◆ Records from a data source:
════════════════════

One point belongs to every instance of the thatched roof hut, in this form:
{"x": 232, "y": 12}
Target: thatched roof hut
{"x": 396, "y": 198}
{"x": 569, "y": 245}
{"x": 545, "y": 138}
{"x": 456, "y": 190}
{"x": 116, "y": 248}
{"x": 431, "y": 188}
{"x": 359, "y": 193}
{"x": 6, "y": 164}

════════════════════

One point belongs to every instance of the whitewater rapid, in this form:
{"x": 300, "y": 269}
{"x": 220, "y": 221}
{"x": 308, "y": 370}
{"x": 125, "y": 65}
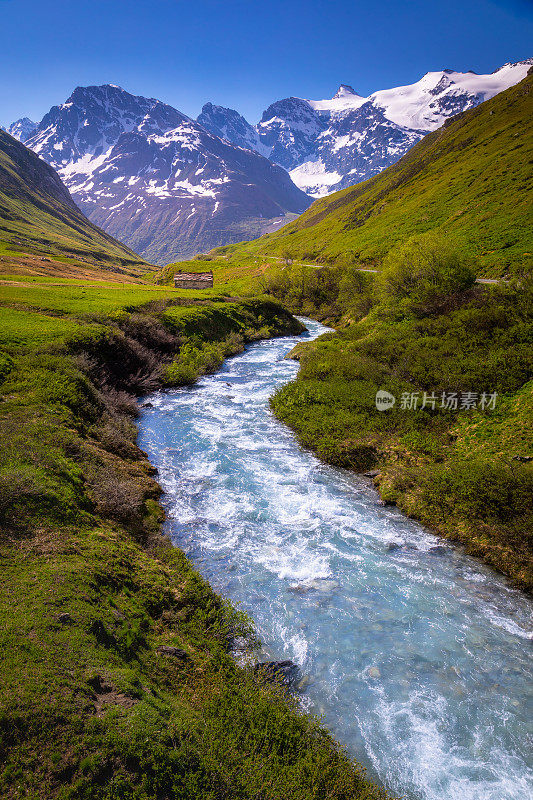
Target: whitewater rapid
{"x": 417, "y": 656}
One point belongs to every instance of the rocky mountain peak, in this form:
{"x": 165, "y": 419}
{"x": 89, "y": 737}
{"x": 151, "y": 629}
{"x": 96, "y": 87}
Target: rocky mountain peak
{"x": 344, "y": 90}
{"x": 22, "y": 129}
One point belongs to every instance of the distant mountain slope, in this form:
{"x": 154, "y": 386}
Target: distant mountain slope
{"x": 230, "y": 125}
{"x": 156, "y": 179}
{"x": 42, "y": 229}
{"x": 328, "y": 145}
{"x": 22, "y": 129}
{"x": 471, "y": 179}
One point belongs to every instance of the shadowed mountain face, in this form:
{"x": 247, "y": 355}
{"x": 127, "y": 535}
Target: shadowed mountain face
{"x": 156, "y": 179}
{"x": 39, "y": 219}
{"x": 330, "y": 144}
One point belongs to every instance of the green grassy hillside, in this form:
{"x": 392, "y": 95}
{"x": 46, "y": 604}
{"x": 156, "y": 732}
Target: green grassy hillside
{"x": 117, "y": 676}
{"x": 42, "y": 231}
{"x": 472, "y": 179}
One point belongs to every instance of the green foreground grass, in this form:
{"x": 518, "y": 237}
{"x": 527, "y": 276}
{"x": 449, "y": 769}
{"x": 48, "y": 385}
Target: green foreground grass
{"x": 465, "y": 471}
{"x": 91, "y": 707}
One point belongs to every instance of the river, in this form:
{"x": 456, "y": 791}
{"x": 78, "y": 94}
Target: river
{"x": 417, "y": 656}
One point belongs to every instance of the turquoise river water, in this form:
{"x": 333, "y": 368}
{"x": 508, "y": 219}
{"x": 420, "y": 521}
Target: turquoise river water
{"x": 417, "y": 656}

════════════════════

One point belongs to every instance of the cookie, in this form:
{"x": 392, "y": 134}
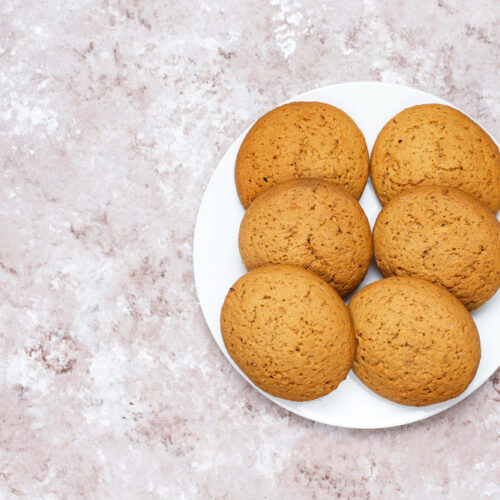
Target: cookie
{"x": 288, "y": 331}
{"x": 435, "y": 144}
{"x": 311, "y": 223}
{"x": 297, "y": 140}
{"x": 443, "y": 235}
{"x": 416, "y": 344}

════════════════════

◆ EXERCISE AIM: Working through the records, find each line containing the word "this" and copy it.

◆ REPLY:
One point belongs to every instance of the thatched roof hut, in this form:
One point belongs to every instance of the whitewater rapid, in this form:
One point belongs to every instance of the rocky mountain peak, in this form:
One point belongs to every instance of the distant mountain slope, in this form:
One point belongs to every instance of the shadowed mountain face, in this form:
One point belongs to every instance of the green grassy hillside, in this form:
One point belongs to every instance of the green foreground grass, in this form:
One point belongs to every instance of the river, in this form:
One point belongs to every instance of the turquoise river water, in this form:
One point belongs to every instance of the cookie, in this form:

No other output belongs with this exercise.